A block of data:
--*--

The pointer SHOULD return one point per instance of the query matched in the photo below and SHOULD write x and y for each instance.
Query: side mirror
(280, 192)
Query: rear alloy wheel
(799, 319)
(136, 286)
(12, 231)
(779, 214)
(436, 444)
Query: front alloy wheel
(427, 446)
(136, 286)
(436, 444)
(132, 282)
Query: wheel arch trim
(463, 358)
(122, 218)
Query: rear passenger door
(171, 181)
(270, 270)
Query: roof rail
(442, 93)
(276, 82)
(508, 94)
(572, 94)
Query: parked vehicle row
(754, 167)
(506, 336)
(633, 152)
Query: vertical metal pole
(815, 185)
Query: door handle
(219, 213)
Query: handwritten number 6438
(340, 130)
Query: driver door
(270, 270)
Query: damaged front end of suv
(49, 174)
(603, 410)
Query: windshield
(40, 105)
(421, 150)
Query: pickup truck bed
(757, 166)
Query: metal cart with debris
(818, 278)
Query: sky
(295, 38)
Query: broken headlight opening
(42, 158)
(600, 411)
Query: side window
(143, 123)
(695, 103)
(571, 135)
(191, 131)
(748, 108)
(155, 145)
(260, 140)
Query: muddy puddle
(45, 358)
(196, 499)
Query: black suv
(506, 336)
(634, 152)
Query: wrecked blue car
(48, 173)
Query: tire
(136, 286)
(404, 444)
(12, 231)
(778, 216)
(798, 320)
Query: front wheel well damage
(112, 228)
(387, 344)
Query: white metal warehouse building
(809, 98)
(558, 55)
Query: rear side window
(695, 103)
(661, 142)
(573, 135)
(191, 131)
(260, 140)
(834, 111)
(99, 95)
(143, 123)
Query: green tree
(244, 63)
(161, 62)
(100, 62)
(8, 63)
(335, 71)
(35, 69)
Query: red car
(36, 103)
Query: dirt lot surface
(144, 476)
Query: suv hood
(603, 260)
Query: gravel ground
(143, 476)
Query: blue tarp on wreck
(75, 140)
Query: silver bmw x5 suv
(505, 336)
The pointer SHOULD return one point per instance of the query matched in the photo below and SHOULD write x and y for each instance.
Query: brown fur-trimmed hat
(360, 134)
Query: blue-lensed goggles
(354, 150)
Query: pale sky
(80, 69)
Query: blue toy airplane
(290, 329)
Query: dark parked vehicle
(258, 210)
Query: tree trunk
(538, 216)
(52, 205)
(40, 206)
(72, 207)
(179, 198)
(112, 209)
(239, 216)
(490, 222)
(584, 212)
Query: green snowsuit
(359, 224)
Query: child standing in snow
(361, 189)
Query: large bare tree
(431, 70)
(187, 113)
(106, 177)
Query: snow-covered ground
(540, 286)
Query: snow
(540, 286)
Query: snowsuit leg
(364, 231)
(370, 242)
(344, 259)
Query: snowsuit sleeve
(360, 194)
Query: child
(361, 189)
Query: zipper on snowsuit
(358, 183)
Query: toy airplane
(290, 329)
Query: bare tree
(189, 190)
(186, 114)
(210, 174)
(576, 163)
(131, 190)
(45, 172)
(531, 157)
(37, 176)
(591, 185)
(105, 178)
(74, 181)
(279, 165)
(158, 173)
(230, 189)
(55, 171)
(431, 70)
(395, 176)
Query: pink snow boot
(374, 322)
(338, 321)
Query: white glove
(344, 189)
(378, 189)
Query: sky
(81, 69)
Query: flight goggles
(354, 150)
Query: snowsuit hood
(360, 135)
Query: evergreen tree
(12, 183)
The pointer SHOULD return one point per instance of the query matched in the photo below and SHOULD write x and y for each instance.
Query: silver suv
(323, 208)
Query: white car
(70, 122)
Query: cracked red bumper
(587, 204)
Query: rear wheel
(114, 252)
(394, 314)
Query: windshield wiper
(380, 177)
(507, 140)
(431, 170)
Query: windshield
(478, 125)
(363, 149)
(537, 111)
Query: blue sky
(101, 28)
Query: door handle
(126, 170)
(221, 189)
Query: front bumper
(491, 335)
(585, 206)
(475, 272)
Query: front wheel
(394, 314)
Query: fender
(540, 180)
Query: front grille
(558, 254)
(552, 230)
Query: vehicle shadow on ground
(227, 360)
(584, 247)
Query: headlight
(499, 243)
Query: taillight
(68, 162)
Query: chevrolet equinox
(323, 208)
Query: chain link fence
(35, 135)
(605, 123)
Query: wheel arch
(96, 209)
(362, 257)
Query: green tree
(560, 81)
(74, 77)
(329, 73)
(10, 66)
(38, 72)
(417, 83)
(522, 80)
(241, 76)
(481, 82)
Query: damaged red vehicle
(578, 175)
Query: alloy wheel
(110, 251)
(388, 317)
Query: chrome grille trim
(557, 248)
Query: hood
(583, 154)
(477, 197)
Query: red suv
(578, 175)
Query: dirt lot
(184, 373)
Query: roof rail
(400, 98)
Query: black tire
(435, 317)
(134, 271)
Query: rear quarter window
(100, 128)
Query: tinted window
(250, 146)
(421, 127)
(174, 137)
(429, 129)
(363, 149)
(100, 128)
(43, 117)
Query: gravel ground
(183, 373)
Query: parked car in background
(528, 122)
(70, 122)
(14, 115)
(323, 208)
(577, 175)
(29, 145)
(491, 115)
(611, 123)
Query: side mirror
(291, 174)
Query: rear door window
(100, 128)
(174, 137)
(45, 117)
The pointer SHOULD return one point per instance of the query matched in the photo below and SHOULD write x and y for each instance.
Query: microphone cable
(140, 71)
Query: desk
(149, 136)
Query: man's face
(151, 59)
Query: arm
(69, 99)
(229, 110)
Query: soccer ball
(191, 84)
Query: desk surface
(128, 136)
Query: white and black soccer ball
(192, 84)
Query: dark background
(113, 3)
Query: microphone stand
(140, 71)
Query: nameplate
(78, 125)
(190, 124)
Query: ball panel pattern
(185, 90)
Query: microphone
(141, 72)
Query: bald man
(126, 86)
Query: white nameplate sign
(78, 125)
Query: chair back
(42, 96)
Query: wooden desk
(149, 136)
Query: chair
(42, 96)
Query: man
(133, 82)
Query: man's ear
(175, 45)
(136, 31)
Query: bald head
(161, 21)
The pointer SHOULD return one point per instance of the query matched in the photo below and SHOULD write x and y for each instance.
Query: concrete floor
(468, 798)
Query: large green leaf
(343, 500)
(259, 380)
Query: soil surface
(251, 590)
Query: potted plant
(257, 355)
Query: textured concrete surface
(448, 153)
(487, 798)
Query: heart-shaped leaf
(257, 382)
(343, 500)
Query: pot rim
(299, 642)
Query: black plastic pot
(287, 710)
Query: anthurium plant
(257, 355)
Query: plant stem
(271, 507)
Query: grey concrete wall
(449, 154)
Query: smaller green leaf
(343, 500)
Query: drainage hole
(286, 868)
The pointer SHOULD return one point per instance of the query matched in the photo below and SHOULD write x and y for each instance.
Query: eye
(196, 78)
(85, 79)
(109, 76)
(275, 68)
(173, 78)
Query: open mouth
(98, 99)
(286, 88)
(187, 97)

--*--

Task details:
Reproduce the material above, every line of it, exactly.

Solution for this exercise:
The pointer SHOULD return one point per instance of the query matched in the photo below and SHOULD write x and y for each instance.
Query: side mirror
(280, 192)
Query: rear alloy wheel
(799, 319)
(136, 286)
(12, 231)
(779, 214)
(436, 444)
Query: front alloy wheel
(427, 446)
(136, 286)
(436, 444)
(132, 282)
Query: wheel arch trim
(463, 358)
(122, 218)
Query: rear passenger door
(171, 181)
(270, 270)
Query: roof rail
(442, 93)
(276, 82)
(508, 94)
(572, 94)
Query: parked vehicle row
(754, 167)
(506, 336)
(633, 152)
Query: vertical metal pole
(815, 185)
Query: door handle
(219, 213)
Query: handwritten number 6438
(340, 130)
Query: driver door
(270, 270)
Query: damaged front end of suv
(49, 174)
(603, 410)
Query: windshield
(40, 105)
(421, 150)
Query: pickup truck bed
(757, 166)
Query: metal cart with debris
(818, 278)
Query: sky
(295, 38)
Query: broken headlight opening
(42, 158)
(600, 411)
Query: side window
(143, 123)
(695, 103)
(571, 135)
(191, 131)
(748, 108)
(155, 145)
(260, 140)
Query: muddy puddle
(45, 358)
(196, 499)
Query: black suv
(506, 336)
(634, 152)
Query: wrecked blue car
(48, 173)
Query: tire
(136, 286)
(404, 444)
(12, 231)
(778, 216)
(798, 320)
Query: front wheel well damage
(112, 228)
(387, 344)
Query: white metal warehouse building
(809, 98)
(558, 55)
Query: rear side window
(695, 103)
(661, 142)
(573, 135)
(191, 131)
(260, 140)
(834, 111)
(99, 95)
(143, 123)
Query: green tree
(244, 63)
(161, 62)
(100, 62)
(8, 63)
(335, 71)
(35, 69)
Query: red car
(36, 103)
Query: dirt lot surface
(144, 476)
Query: suv hood
(603, 260)
Query: gravel ground
(143, 476)
Query: blue tarp on wreck
(75, 140)
Query: silver bmw x5 suv
(505, 336)
The pointer SHOULD return one point per instance of the query matched in the photo below and SHOULD write x and y for each instance.
Query: brown fur-trimmed hat
(360, 134)
Query: blue-lensed goggles
(354, 150)
Query: pale sky
(80, 69)
Query: blue toy airplane
(290, 329)
Query: dark parked vehicle
(258, 210)
Query: tree trunk
(538, 216)
(52, 205)
(40, 206)
(72, 207)
(179, 198)
(112, 209)
(239, 216)
(490, 222)
(584, 212)
Query: green snowsuit
(359, 224)
Query: child standing in snow
(361, 189)
Query: large bare tree
(431, 70)
(187, 113)
(106, 177)
Query: snow-covered ground
(540, 286)
Query: snow
(540, 286)
Query: snowsuit leg
(364, 231)
(370, 242)
(344, 259)
Query: snowsuit sleeve
(360, 194)
Query: child
(361, 189)
Query: zipper on snowsuit
(358, 183)
Query: toy airplane
(290, 329)
Query: bare tree
(189, 190)
(186, 114)
(210, 174)
(576, 163)
(131, 190)
(45, 172)
(531, 157)
(37, 176)
(591, 185)
(105, 178)
(74, 181)
(279, 165)
(158, 173)
(230, 189)
(55, 171)
(431, 70)
(395, 176)
Query: pink snow boot
(374, 322)
(338, 321)
Query: white glove
(344, 189)
(378, 189)
Query: sky
(81, 69)
Query: flight goggles
(354, 150)
Query: snowsuit hood
(360, 135)
Query: evergreen tree
(12, 183)
The pointer SHOULD return one point per instance of the query matched in the photo below and SHOULD write x and y for each instance.
Query: silver suv
(323, 208)
Query: white car
(70, 122)
Query: cracked red bumper
(587, 204)
Query: rear wheel
(114, 252)
(394, 314)
Query: windshield wiper
(380, 177)
(507, 140)
(431, 170)
Query: windshield
(478, 125)
(363, 149)
(537, 111)
Query: blue sky
(101, 28)
Query: door handle
(126, 170)
(221, 189)
Query: front bumper
(491, 335)
(585, 206)
(475, 272)
Query: front wheel
(394, 314)
Query: fender
(540, 180)
Query: front grille
(558, 254)
(552, 230)
Query: vehicle shadow on ground
(227, 360)
(584, 247)
Query: headlight
(499, 243)
Query: taillight
(68, 162)
Query: chevrolet equinox
(323, 208)
Query: chain link fence
(35, 135)
(605, 123)
Query: wheel arch
(96, 209)
(362, 257)
Query: green tree
(560, 81)
(74, 77)
(329, 73)
(10, 66)
(38, 72)
(417, 83)
(522, 80)
(241, 76)
(481, 82)
Query: damaged red vehicle
(578, 175)
Query: alloy wheel
(110, 251)
(388, 317)
Query: chrome grille trim
(557, 248)
Query: hood
(583, 154)
(477, 197)
Query: red suv
(578, 175)
Query: dirt lot
(184, 373)
Query: roof rail
(400, 98)
Query: black tire
(435, 317)
(134, 271)
Query: rear quarter window
(100, 128)
Query: tinted window
(250, 146)
(421, 127)
(174, 137)
(429, 129)
(363, 149)
(100, 128)
(43, 117)
Query: gravel ground
(183, 373)
Query: parked car in background
(528, 122)
(70, 122)
(14, 115)
(323, 208)
(577, 175)
(29, 145)
(491, 115)
(611, 123)
Query: side mirror
(291, 174)
Query: rear door window
(100, 128)
(174, 137)
(45, 117)
The pointer SHOULD return one point per instance of the query matched in the photo below and SHOULD write x and y for each instance.
Query: microphone cable
(140, 71)
Query: desk
(149, 136)
Query: man's face
(151, 59)
Query: arm
(69, 99)
(229, 110)
Query: soccer ball
(191, 84)
Query: desk surface
(128, 136)
Query: white and black soccer ball
(192, 84)
Query: dark background
(113, 3)
Query: microphone stand
(140, 71)
Query: nameplate
(78, 125)
(190, 124)
Query: ball panel pattern
(185, 90)
Query: microphone
(141, 72)
Query: bald man
(126, 86)
Query: white nameplate sign
(78, 125)
Query: chair back
(42, 96)
Query: wooden desk
(149, 136)
Query: chair
(42, 96)
Query: man
(133, 82)
Query: man's ear
(175, 45)
(136, 31)
Query: bald head
(161, 21)
The pointer SHOULD return one point per instance of the query matched in the photo below and SHOULD write x and y for each instance.
Query: concrete floor
(468, 798)
Query: large green leaf
(343, 500)
(259, 380)
Query: soil surface
(251, 590)
Query: potted plant
(257, 355)
Query: textured concrete surface
(448, 153)
(487, 798)
Query: heart-shaped leaf
(257, 382)
(343, 500)
Query: pot rim
(299, 642)
Query: black plastic pot
(287, 710)
Query: anthurium plant
(257, 355)
Query: plant stem
(271, 507)
Query: grey concrete wall
(449, 154)
Query: smaller green leaf
(343, 500)
Query: drainage hole
(286, 868)
The pointer SHOULD return one point per instance of the query matched in the photo below and SHOULD write x and y for each instance.
Query: eye
(196, 78)
(85, 79)
(109, 76)
(275, 68)
(173, 78)
Query: open mouth
(98, 99)
(286, 88)
(187, 97)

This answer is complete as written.